## Text segment:
──────
Snowflake18 min read

Snowflake File Formats Explained for Data Engineers

Learn Snowflake file formats with real-world examples, CSV, JSON, Parquet, COPY INTO, file format parameters, compression, error handling, and enterprise ETL best practices.

2026-05-22

Part of Series

Snowflake Fundamentals

Progress

9/9

← Previous Article

Snowflake Table Types Explained

Current Article

Snowflake File Formats Explained for Data Engineers

Part 9

Snowflake File Formats Explained for Data Engineers

When loading data into Snowflake, one of the most important concepts is:

File Formats

Because before Snowflake loads any file, it must understand:

  • How data is structured
  • How columns are separated
  • How dates are formatted
  • How null values are represented
  • Whether files are compressed
  • How JSON or Parquet should be interpreted

Without correct file formats:

  • Data loads incorrectly
  • Pipelines fail
  • Columns shift
  • Parsing errors occur
  • ETL jobs become unreliable

Understanding Snowflake file formats is extremely important for:

  • Data ingestion
  • ETL pipelines
  • Batch processing
  • API ingestion
  • Cloud storage integration
  • Real-world Data Engineering projects

Let’s understand everything step-by-step in the simplest possible way with practical examples.


Why File Formats Matter

Think of file formats like reading instructions.

Suppose someone gives you a recipe.

Recipe says:

1 cup sugar

But you read it as:

1 spoon sugar

Result:

  • Entire dish becomes incorrect

Data loading works similarly.

If Snowflake misunderstands the structure of incoming files:

  • Data becomes corrupted
  • Columns shift incorrectly
  • Parsing errors happen

This is why file formats are critical in production pipelines.


What is a File Format in Snowflake?

A File Format tells Snowflake:

How to interpret incoming files.

It defines:

  • File type
  • Delimiters
  • Compression
  • Date format
  • Null handling
  • Quoting rules
  • Escape characters
  • JSON parsing behavior

Snowflake uses this information during:

  • COPY INTO
  • External stage loading
  • Snowpipe ingestion
  • ETL pipelines

Supported File Formats in Snowflake

Snowflake supports multiple file formats.
──────
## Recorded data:

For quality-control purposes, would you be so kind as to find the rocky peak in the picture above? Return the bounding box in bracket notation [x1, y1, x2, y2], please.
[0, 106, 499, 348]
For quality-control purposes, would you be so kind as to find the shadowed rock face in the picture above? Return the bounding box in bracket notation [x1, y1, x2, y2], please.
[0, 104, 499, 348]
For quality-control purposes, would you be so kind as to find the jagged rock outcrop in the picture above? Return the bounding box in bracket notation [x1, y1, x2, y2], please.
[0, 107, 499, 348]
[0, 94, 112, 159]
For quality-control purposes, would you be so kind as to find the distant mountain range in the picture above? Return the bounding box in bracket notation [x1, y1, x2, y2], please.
──────
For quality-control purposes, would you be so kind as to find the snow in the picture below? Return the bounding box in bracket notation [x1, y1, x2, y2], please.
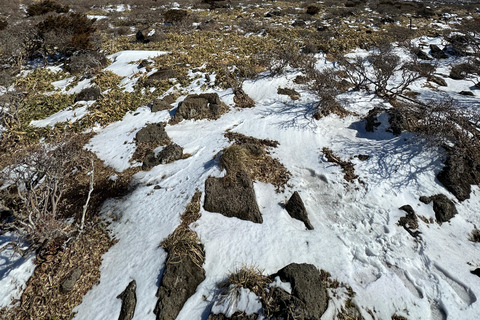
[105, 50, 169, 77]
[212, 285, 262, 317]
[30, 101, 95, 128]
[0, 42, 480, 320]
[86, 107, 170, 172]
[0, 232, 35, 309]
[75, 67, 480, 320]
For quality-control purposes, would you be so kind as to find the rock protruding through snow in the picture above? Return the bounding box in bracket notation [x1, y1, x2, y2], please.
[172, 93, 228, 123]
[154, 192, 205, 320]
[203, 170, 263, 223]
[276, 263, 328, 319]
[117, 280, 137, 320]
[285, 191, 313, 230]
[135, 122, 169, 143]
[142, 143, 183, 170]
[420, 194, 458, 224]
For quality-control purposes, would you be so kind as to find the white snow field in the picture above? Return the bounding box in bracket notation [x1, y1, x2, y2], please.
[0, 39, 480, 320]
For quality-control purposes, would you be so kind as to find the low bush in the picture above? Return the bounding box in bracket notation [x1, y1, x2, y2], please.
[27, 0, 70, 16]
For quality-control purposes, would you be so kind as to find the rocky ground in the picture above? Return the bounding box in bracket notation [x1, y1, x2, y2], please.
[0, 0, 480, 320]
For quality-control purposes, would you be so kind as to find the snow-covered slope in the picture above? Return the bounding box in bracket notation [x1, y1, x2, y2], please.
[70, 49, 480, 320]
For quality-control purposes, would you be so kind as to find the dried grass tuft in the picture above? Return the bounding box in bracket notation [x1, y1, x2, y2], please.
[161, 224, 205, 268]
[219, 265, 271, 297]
──────
## Exercises:
1 – In the Snowflake file formats article, condense the passage that begins "A File Format tells Snowflake:" into a short paragraph, keeping every item it lists.
2 – Which article does the Snowflake file formats article list as the previous one in its series?
3 – Write the next part of the Snowflake file formats article, starting after its final sentence.

## Answers to the exercise:
1 – A Snowflake file format tells Snowflake how to interpret incoming files. It defines the file type, delimiters, compression, date format, null handling, quoting rules, escape characters, and JSON parsing behavior. Snowflake uses this information during COPY INTO, external stage loading, Snowpipe ingestion, and ETL pipelines.

2 – Snowflake Table Types Explained.

3 –
Structured File Formats

FormatUsage
CSVTraditional tabular data
TSVTab-separated files

Semi-Structured File Formats

FormatUsage
JSONAPI payloads, logs
XMLEnterprise integrations
AvroStreaming systems
ORCHadoop ecosystem
ParquetBig Data analytics

Most Commonly Used Formats

In real-world Data Engineering:

FormatMost Common Use
CSVClient files, reports
JSONAPIs, event logs
ParquetBig Data pipelines

These are the most important formats to understand.


Why Named File Formats Are Important

Many beginners directly write parameters inside COPY INTO statements.

This becomes messy in enterprise systems.

Instead:

Create reusable named file formats.


Benefits of Named File Formats

1. Reusable

Same format can be used across multiple pipelines.


2. Cleaner COPY INTO Commands

ETL code becomes easier to maintain.


3. Reduces Errors

Avoid repeated parameter mistakes.


4. Centralized Management

Update format once → all pipelines benefit.


Real-World Example

Suppose:

  • Daily marketing CSV files arrive
  • All have same structure

Instead of rewriting parameters daily:

Create reusable file format once.

Very common in enterprise ETL pipelines.


Basic File Format Syntax

Example

CREATE FILE FORMAT my_csv_format TYPE = CSV;

This creates a simple CSV file format.

But in real-world systems:

More parameters are usually required.


Important File Format Parameters

These are extremely important in real Data Engineering projects.


1. TYPE

Defines file type.


Examples

TYPE = CSV
TYPE = JSON
TYPE = PARQUET

This is mandatory.


2. FIELD_DELIMITER

Used mainly in CSV files.

Defines how columns are separated.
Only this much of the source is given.